== Page excerpt ==
Petri Nets for Computer Scientists

Posted on September 20, 2019

I am writing my undergraduate thesis on string diagrams and petri nets, and along the way I will be writing blog posts summarizing things that I have learned, and explaining them to a (hopefully) wider audience. Right now I am reading a book on Petri nets by John Baez called Quantum Techniques for Stochastic Mechanics. The trouble with John Baez is that he is the king of blog posts explaining math. If I am writing about a subject that he has covered, it is somewhat difficult to add value. I have two choices: I can write about something more specific, or I can appeal to an audience that John Baez does not write for. In this blog post, I have chosen the latter route, and so this one goes out to all my CS friends.

Data Structures

Suppose you are a programmer, and you want to simulate chemical reactions. For the record, I’m only expecting you to have as much chemistry knowledge as I have, which is almost none.

Before we can define our algorithm, we have to define the data that we are working with. To do this, let’s make some assumptions about chemistry. Suppose we have a test tube. In our test tube, there are some different types of molecules. For instance, we might have \(H_2 O\), we might have \(CO_2\), we might have \(H_2\) and \(O_2\), etc. Because this is computer science, assume that there is a finite number of molecules, say \(n\). Then the state of our test tube can be described by a length-\(n\) array of integers, let’s call it \(W\). \(W[i]\) represents the number of molecules of type \(i\). So, if \(2\) is the number associated to \(H_2 O\), \(W[2] = 5\) means that we have 5 molecules of \(H_2 O\) in our test tube. We will want to write something that computes the evolution of \(W\) through time.
===
## Task list
1: In the Petri nets post, what does W[i] stand for?
2: Please write the next part of the Petri nets post, picking up right after its final sentence.
The data have no connection to the Petri nets post.
== Raw data ==
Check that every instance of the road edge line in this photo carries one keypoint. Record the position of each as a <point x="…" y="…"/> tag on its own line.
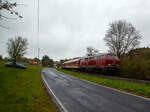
<point x="110" y="88"/>
<point x="56" y="100"/>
===
## The replies
1: The number of molecules of type i in the test tube.

2:
In order to describe the evolution of \(W\), we will want to describe what changes are allowed to happen to \(W\); what chemical reactions can happen. The description of these chemical reactions is what the petri net will capture. What do reactions look like? Well, normally we write them down like so: \(2H_2 + O_2 \to 2H_2 O\). To represent this on a computer, note that all we care about is how many of each molecule is on the left side, and how many of each molecule is on the right side. To represent this, we might use two length-\(n\) integer arrays, \(I\) and \(O\) (input and output). A reaction takes in \(I[i]\) molecules of type \(i\) for each \(i\), and spits out \(O[j]\) molecules of type \(j\) for each \(j\).

However, we might have more than one reaction that can take place! Suppose there are \(m\) reactions. We encode this by making \(I\) and \(O\) into two-dimensional \(m \times n\) arrays, where \(I[k,i]\) is the number of inputs of type \(i\) to the \(k\)th reaction, and \(O[k,i]\) is the number of outputs of type \(i\) to the \(k\)th reaction.

Provisionally, we define a petri net to be these two arrays.

Let’s draw a picture of a petri net. We are just going to think about \(H_2\), \(O_2\), and \(H_2 O\), and we are going to have only one reaction \(2 H_2 + O_2 \to 2H_2 O\). We draw a petri net with a blue circle for each molecule type, and a grey rectangle for each reaction type. Each reaction \(k\) has \(I[k,i]\) input arrows from molecule \(i\), and \(O[k,j]\) output arrows to molecule \(j\). So our one reaction has 2 arrows coming in from \(H_2\), one arrow coming in from \(O_2\), and two arrows coming out to \(H_2 O\).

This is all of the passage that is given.